Part of a data file
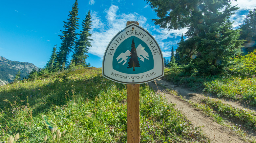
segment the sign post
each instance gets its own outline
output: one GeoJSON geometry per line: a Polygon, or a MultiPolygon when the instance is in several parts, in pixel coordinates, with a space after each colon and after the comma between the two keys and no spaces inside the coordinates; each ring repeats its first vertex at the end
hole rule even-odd
{"type": "Polygon", "coordinates": [[[154,37],[128,21],[109,42],[102,62],[103,77],[127,84],[127,142],[139,142],[139,84],[163,76],[162,52],[154,37]]]}
{"type": "MultiPolygon", "coordinates": [[[[128,21],[139,25],[137,21],[128,21]]],[[[127,142],[139,142],[139,84],[126,85],[127,142]]]]}

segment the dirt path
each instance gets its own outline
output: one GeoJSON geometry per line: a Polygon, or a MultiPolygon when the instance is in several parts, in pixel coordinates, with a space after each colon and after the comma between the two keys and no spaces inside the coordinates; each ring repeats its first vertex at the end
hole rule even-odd
{"type": "MultiPolygon", "coordinates": [[[[212,118],[208,117],[203,112],[194,107],[188,102],[165,91],[165,88],[164,87],[176,90],[179,95],[181,95],[187,99],[190,100],[192,102],[198,103],[200,103],[201,100],[206,98],[203,94],[191,92],[181,87],[175,87],[162,79],[159,79],[157,80],[157,83],[158,85],[162,86],[158,86],[157,87],[154,82],[150,82],[149,84],[149,86],[154,89],[157,90],[159,89],[163,93],[164,92],[164,95],[167,99],[168,102],[175,104],[176,107],[186,116],[187,119],[192,124],[196,126],[202,127],[201,129],[205,135],[212,140],[212,142],[245,142],[237,133],[230,128],[217,123],[214,121],[212,118]]],[[[210,98],[214,98],[214,97],[211,96],[210,98]]],[[[238,108],[244,109],[245,107],[245,106],[237,102],[226,101],[223,101],[224,103],[231,104],[232,106],[237,106],[238,108]]],[[[250,111],[255,112],[255,110],[250,108],[250,111]]],[[[255,136],[255,133],[249,133],[249,134],[251,134],[250,135],[252,136],[255,136]]]]}

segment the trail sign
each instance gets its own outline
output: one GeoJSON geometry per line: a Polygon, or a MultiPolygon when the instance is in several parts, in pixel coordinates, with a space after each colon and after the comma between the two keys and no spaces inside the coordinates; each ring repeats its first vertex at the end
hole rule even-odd
{"type": "Polygon", "coordinates": [[[153,36],[134,23],[118,32],[108,44],[103,76],[128,84],[146,83],[163,76],[162,52],[153,36]]]}

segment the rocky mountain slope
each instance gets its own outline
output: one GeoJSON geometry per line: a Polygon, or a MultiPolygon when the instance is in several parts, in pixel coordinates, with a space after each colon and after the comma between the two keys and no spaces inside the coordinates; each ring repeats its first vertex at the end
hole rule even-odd
{"type": "Polygon", "coordinates": [[[22,79],[35,68],[38,69],[32,63],[13,61],[0,56],[0,86],[12,82],[19,71],[22,79]]]}

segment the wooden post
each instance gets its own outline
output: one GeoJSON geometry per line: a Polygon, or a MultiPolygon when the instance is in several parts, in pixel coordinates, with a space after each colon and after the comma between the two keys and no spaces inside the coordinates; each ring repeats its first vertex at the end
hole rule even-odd
{"type": "MultiPolygon", "coordinates": [[[[136,21],[128,21],[126,25],[136,21]]],[[[127,85],[127,143],[139,142],[139,84],[127,85]]]]}
{"type": "Polygon", "coordinates": [[[127,85],[127,142],[139,142],[139,85],[127,85]]]}

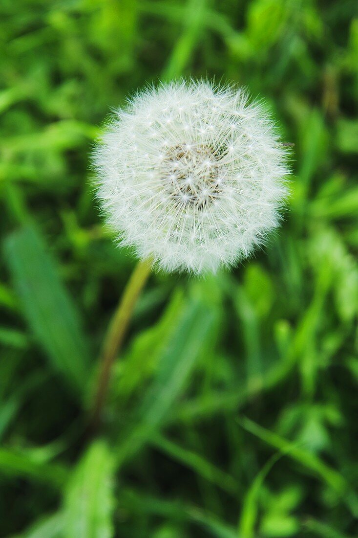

*EXERCISE INSTRUCTIONS*
Can you show every line of the listing above that contains the string "segment", treating uppercase and lowercase as different?

*COMPLETE ANSWER*
segment the sign post
segment the dirt path
segment the trail sign
segment the rocky mountain slope
segment the wooden post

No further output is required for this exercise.